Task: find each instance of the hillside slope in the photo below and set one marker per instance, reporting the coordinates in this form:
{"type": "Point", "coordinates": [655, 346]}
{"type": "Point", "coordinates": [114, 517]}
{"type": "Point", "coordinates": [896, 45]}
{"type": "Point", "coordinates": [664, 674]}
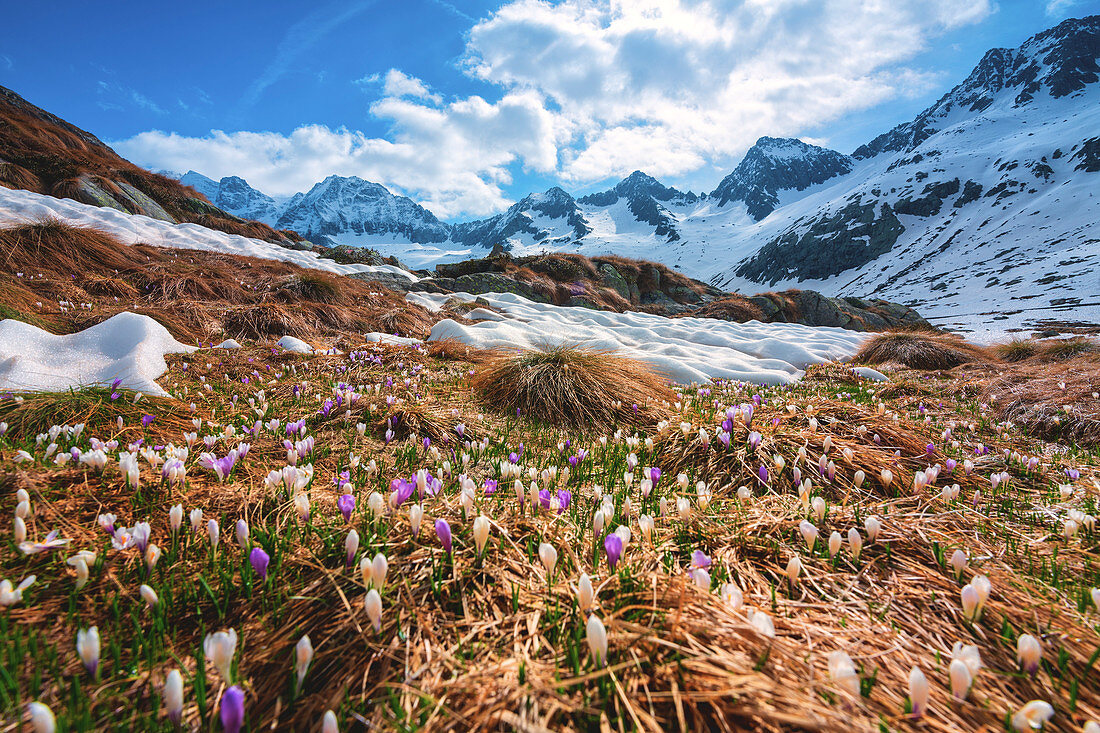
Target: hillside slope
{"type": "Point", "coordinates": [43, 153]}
■ ■ ■ ■ ■ ■ ■
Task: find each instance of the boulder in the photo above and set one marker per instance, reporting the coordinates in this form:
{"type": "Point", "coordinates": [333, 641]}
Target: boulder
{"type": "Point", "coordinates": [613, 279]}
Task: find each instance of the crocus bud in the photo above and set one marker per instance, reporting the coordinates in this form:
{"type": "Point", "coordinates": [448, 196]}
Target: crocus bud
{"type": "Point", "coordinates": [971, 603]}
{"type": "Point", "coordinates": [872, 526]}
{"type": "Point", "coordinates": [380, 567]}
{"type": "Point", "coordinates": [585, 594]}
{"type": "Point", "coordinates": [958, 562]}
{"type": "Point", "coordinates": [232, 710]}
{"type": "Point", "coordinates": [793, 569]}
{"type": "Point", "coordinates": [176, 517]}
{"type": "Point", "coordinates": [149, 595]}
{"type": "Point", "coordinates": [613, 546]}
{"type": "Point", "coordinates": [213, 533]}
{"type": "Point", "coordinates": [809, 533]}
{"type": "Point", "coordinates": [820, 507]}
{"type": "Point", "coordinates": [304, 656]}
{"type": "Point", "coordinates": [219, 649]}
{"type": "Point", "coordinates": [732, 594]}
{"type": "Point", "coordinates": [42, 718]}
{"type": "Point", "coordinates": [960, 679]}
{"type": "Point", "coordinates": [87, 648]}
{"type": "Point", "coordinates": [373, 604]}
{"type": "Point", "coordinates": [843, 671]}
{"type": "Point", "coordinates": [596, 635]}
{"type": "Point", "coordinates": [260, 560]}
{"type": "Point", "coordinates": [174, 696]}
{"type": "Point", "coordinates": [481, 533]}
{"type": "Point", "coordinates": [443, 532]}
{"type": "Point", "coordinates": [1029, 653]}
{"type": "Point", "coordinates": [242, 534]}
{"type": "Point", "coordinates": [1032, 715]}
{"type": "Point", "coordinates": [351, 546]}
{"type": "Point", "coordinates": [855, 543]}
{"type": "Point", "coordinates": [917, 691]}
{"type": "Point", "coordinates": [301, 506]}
■ ■ ■ ■ ■ ■ ■
• **Your assignment**: Please copy out each line in the entries that mentions the string "form".

• **Expected answer**:
Task: find each instance of the hillside slope in the photo below and set one marker per instance, reporting the coordinates in this form:
Task: find each instance of the boulder in the photo above and set one marker per instance, reporting the coordinates in this form:
Task: find each instance of the crocus bud in the photo above and set one marker per instance, reporting the coordinates in this form:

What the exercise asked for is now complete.